*TASK STATEMENT:* How many lines of the records contain the word "building"? Give only the number.
[START]
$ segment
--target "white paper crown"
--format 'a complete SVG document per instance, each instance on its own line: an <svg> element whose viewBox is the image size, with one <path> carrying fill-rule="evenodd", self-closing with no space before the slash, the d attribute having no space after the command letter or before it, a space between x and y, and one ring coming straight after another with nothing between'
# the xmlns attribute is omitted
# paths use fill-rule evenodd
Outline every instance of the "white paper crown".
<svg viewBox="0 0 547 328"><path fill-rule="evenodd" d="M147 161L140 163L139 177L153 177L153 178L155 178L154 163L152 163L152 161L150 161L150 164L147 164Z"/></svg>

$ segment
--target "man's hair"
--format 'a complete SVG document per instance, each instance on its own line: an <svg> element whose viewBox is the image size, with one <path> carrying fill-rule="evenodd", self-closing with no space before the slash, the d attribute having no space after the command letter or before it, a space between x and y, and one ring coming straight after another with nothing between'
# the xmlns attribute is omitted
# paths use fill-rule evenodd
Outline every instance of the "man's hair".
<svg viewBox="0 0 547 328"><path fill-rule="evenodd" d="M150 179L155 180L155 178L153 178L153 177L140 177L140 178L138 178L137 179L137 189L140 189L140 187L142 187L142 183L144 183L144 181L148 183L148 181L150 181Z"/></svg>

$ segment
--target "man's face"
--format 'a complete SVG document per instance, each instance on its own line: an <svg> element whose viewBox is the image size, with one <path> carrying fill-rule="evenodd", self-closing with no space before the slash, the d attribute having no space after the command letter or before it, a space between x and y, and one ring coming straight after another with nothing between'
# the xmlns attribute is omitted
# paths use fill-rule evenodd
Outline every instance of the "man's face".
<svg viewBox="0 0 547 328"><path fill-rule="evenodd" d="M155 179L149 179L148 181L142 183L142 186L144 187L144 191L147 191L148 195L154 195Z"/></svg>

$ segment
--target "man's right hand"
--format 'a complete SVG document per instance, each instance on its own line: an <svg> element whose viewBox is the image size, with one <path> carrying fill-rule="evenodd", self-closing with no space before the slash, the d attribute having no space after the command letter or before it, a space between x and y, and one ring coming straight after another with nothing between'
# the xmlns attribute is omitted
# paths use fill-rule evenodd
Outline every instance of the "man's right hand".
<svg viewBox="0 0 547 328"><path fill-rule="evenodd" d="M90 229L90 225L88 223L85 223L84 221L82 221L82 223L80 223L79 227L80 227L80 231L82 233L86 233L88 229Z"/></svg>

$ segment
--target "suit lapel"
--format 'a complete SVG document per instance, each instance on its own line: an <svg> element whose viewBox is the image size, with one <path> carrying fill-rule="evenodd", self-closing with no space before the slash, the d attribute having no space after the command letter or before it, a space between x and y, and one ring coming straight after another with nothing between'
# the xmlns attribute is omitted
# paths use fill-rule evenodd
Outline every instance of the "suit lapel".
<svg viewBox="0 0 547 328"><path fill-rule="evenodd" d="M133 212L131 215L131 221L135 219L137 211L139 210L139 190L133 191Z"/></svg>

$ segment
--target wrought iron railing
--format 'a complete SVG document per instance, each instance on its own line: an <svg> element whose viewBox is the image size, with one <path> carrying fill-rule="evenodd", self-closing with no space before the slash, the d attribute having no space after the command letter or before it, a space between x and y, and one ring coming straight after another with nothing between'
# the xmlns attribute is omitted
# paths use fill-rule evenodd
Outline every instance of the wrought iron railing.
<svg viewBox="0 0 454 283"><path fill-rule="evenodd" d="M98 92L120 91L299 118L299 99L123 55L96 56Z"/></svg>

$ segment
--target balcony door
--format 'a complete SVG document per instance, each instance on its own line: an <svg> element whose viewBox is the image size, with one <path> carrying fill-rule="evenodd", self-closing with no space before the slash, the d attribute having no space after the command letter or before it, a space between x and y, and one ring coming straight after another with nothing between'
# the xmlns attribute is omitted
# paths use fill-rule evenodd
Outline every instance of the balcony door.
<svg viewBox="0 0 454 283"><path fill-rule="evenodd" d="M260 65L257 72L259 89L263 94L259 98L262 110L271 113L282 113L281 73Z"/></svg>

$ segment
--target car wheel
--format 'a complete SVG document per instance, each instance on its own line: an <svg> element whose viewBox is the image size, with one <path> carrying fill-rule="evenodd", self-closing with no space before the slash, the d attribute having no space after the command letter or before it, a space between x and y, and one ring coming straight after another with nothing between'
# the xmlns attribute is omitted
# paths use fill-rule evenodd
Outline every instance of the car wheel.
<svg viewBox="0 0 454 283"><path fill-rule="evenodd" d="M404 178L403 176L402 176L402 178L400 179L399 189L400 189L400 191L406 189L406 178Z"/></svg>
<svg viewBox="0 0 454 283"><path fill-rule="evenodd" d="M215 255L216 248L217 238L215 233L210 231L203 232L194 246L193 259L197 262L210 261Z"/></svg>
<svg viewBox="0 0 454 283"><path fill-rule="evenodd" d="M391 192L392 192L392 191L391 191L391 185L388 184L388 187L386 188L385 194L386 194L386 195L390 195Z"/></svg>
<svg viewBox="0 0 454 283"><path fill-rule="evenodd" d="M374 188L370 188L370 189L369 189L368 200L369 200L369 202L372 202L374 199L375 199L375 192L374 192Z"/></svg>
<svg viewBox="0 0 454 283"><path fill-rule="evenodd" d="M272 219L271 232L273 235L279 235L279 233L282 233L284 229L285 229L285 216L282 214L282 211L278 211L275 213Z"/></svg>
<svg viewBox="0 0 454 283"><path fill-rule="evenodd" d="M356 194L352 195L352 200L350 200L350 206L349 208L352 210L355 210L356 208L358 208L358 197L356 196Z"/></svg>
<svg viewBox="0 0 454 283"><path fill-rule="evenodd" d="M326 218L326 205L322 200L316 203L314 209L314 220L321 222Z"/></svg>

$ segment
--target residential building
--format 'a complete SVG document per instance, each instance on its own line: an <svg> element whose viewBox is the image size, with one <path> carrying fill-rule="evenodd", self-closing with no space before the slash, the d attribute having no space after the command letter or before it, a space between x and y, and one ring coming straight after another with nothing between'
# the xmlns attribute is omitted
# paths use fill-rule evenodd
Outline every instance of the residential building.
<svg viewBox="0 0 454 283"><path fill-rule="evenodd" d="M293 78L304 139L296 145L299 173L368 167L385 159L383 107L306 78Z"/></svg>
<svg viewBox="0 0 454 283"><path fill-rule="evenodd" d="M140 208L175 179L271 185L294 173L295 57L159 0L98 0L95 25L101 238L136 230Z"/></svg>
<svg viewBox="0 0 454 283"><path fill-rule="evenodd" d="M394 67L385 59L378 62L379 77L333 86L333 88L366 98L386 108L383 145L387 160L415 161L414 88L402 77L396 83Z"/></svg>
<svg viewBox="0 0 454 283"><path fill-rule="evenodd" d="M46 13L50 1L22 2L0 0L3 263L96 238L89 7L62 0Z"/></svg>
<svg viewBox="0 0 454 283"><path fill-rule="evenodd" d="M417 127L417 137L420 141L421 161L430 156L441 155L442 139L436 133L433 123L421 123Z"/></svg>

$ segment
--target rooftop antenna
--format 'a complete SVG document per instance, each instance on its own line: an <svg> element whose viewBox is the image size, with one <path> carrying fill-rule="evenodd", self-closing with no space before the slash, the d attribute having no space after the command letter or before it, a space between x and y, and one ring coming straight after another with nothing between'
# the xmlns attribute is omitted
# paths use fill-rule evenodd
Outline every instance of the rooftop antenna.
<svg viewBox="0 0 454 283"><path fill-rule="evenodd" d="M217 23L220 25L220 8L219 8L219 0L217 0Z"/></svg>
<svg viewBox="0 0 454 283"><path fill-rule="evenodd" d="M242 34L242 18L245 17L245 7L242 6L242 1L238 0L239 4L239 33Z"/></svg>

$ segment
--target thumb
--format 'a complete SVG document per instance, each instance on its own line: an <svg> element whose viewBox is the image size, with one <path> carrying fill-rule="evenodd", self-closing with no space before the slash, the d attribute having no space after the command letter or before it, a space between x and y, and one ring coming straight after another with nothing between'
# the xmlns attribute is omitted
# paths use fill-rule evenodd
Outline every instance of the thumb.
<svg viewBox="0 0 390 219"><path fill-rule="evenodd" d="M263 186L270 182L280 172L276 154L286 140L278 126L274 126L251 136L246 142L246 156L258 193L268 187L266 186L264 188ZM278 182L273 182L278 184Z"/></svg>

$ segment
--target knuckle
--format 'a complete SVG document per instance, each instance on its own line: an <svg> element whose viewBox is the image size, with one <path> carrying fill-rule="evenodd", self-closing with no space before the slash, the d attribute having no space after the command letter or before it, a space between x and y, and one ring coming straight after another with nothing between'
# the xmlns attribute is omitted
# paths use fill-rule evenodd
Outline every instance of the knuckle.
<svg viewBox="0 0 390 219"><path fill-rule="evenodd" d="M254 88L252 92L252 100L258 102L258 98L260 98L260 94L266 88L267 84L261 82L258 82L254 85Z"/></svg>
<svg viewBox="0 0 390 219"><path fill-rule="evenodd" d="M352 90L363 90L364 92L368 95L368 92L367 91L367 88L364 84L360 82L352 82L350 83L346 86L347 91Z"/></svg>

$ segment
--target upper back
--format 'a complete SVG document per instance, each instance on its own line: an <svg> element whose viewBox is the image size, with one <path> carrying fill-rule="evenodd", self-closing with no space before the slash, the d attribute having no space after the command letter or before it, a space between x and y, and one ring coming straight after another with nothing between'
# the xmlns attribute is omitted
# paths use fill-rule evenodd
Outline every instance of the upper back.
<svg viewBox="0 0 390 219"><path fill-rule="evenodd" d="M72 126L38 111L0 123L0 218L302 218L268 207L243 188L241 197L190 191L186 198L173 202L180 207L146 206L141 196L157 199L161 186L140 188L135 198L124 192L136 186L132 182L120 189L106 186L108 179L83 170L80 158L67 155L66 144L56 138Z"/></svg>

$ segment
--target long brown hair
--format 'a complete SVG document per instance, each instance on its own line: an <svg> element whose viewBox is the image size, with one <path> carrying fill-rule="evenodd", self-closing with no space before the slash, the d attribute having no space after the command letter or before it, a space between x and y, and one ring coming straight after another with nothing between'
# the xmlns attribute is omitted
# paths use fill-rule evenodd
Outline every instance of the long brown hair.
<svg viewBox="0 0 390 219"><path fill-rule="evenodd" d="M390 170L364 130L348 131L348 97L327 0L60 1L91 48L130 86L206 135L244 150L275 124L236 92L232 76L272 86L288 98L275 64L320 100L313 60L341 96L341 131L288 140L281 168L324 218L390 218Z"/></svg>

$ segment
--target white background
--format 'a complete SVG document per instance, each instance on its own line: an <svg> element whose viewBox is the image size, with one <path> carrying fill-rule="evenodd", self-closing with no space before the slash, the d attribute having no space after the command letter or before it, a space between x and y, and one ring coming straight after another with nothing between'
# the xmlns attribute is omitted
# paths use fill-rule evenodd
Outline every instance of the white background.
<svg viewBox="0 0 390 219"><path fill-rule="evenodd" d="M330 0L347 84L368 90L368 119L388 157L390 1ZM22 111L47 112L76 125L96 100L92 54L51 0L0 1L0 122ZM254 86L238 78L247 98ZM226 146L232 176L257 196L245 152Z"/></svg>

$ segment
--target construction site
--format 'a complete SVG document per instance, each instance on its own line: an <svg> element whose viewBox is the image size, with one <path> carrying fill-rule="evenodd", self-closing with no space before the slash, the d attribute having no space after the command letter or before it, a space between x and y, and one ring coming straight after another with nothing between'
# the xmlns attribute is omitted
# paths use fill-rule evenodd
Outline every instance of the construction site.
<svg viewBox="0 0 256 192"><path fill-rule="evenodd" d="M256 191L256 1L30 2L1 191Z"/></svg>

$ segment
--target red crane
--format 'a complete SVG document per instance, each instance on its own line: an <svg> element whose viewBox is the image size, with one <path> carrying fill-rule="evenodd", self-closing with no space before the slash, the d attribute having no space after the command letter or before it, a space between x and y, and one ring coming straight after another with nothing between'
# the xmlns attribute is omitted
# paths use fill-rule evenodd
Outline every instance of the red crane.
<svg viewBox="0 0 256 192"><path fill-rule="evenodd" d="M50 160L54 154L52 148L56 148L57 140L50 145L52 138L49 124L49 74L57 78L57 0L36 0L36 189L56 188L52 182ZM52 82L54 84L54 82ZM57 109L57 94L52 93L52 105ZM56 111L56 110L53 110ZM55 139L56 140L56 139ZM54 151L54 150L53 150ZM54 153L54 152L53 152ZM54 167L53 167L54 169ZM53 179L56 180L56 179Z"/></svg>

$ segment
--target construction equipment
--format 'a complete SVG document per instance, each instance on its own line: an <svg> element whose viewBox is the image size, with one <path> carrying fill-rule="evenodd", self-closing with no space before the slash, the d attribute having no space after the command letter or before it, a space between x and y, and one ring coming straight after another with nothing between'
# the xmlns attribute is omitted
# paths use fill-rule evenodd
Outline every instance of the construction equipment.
[END]
*ANSWER TO THIS EXERCISE:* 2